_WRITTEN PROBLEM_
Copy out all of the records below word for word, without changing anything.

_DATA FOR THIS TASK_
• • • •

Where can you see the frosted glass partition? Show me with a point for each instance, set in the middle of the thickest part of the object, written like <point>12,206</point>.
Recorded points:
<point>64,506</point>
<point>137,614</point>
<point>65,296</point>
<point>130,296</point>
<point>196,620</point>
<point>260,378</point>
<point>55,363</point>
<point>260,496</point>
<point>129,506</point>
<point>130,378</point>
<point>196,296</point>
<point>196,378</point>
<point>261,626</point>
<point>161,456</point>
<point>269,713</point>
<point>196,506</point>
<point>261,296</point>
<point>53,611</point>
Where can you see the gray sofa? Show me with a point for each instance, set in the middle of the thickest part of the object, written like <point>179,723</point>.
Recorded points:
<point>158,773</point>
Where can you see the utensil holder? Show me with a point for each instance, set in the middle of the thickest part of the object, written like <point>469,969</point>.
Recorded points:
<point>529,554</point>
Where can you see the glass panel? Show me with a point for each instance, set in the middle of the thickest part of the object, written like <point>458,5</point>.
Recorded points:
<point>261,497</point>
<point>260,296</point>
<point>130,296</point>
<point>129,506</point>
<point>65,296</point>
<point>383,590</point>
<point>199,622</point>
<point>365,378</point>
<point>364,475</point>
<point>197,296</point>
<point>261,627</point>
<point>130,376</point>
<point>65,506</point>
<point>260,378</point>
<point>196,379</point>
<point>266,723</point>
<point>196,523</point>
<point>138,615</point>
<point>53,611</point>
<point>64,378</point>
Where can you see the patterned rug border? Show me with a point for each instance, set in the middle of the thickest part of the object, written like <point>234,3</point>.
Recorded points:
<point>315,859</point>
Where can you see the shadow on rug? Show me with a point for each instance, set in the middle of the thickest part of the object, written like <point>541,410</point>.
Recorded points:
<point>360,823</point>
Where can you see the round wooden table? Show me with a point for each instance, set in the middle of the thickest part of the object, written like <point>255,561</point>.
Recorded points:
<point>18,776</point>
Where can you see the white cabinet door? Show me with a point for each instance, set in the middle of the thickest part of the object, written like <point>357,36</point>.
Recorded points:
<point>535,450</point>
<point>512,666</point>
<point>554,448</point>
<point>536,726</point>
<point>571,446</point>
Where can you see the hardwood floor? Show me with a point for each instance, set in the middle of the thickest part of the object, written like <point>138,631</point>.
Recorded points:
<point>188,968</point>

• • • •

_OUTPUT_
Where can you see the frosted glass partition? Show me with a point for each instance, set in the middle of the thickest part of the object, written like <point>12,206</point>.
Recorded points:
<point>64,506</point>
<point>137,614</point>
<point>65,296</point>
<point>130,296</point>
<point>196,620</point>
<point>260,378</point>
<point>55,363</point>
<point>260,496</point>
<point>129,506</point>
<point>130,378</point>
<point>196,296</point>
<point>196,378</point>
<point>261,626</point>
<point>161,456</point>
<point>269,713</point>
<point>196,506</point>
<point>261,296</point>
<point>53,611</point>
Where can you see the gray sofa? Show me with a point for each instance, set in the middle of the thickest part of the object, written like <point>179,723</point>.
Recorded points:
<point>158,773</point>
Where can you see the utensil holder? Show me with a point for each instance, set in the middle of the thickest part of the object, written like <point>469,969</point>.
Recorded points:
<point>529,554</point>
Where can you see the glass panel? Show me with a point for each instance, set in the middle of the thickest part of the object, written like <point>458,5</point>.
Recorded points:
<point>261,497</point>
<point>260,296</point>
<point>130,296</point>
<point>129,506</point>
<point>65,296</point>
<point>383,590</point>
<point>199,622</point>
<point>365,378</point>
<point>364,475</point>
<point>197,296</point>
<point>261,627</point>
<point>130,376</point>
<point>65,506</point>
<point>260,378</point>
<point>196,379</point>
<point>266,723</point>
<point>196,523</point>
<point>138,615</point>
<point>53,611</point>
<point>64,378</point>
Where can you see the patterned rug border? Show me with a point for each instance, set in the middle of the thickest part of the object, written like <point>234,3</point>.
Recorded points:
<point>315,859</point>
Where can you see the shadow on rug? Show me with a point for each instance, set in the middle of the thickest part of the object, written like <point>541,410</point>.
Recorded points:
<point>360,823</point>
Where can you see the round wooden table? Show me with a point for each instance, set in the middle of the thickest part of the object, written like <point>255,561</point>.
Recorded points:
<point>18,776</point>
Where can you see the white cabinet door? Show me with a point for each instance, set in the middle of the thickest part of the object, written like <point>357,36</point>.
Recorded points:
<point>535,450</point>
<point>512,666</point>
<point>554,448</point>
<point>536,726</point>
<point>571,446</point>
Where can you see the hardwood floor? Show me with a point for each instance, set in the middle of the thickest part of the object, written like <point>138,631</point>.
Recorded points:
<point>188,968</point>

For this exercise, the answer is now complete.